- **Written exercise**
Put every line of the entries below into a numbered list, omitting any blank lines.

(Entries taken from a pointing dataset)

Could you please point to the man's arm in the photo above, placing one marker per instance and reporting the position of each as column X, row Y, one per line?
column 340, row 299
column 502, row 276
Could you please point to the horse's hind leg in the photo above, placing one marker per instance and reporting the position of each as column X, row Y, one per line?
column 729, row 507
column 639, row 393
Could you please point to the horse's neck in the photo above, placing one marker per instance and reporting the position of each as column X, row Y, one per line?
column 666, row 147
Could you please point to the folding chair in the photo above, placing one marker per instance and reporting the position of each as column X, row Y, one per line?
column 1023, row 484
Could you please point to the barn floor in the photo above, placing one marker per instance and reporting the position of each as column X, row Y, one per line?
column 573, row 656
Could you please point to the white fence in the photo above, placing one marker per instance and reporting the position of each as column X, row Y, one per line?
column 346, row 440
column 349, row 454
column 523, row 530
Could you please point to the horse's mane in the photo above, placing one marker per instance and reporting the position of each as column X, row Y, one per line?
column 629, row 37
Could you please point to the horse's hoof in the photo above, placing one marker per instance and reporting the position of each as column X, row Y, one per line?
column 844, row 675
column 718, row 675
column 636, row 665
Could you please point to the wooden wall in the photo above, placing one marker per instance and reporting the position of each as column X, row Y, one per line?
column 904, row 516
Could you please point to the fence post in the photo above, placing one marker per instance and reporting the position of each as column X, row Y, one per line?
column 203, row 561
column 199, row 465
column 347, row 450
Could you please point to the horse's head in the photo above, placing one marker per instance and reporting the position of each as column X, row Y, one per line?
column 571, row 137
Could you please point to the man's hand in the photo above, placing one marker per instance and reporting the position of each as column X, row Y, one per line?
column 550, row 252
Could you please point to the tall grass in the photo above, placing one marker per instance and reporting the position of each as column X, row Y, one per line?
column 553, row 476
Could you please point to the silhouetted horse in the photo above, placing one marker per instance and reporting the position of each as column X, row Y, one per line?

- **Reply to the task**
1. Could you please point to the man's arm in the photo above, placing one marker per instance and reporting the position of each as column X, row Y, one per line?
2. column 340, row 299
3. column 502, row 276
4. Could you please point to the horse's hind leg in the photo above, placing one marker per instance and reporting the position of each as column X, row Y, one per line?
5. column 729, row 507
6. column 639, row 393
7. Could you please point to the horse's neck in the photo above, placing one marker per instance and reporting the position of each as column X, row Y, one per line?
8. column 666, row 147
9. Could you please point to the folding chair in the photo above, placing one marker per instance and reporting the position of each as column X, row Y, one per line?
10. column 1023, row 484
11. Could you please point to the barn floor in the photo above, placing one marker per instance and reporting the position of each as column X, row Y, one per line?
12. column 573, row 656
13. Could you please point to the white fence in the photo above, placing one marker per instance and reporting the position of each as column X, row Y, one per line?
14. column 346, row 440
15. column 349, row 454
16. column 523, row 530
17. Could you please point to the horse's mane in the photo above, placing one marker per instance and reporting the position of each as column X, row Y, one per line?
18. column 629, row 37
19. Could you please point to the horse's hoof in the photo above, placing one marker per instance and reporting the position of each as column X, row Y, one per line?
20. column 844, row 675
21. column 718, row 675
22. column 636, row 665
23. Could you please point to the wooden wall in the photo above, placing one marker per instance and reporting the position of each as column X, row Y, one per line?
24. column 904, row 516
25. Could you please point to the fence post in the photo above, placing one marker per instance and reporting the position of each as column X, row Y, one per line?
26. column 203, row 561
27. column 199, row 465
28. column 347, row 450
29. Could you please point to the horse's head in the photo above, placing one marker per instance and reporting the position of each as column X, row Y, one per line?
30. column 571, row 137
31. Could you please point to the man's hand in the photo above, placing one marker per instance and reporting the position of each as column X, row Y, one per line?
32. column 550, row 252
33. Could you please point to the tall grass in the photo above, placing one marker per instance and reporting the position of each as column X, row Y, one per line?
34. column 553, row 476
35. Could you please point to the silhouetted horse in the photo above, placing one marker per instance and reporting the position of each as column X, row Y, one per line?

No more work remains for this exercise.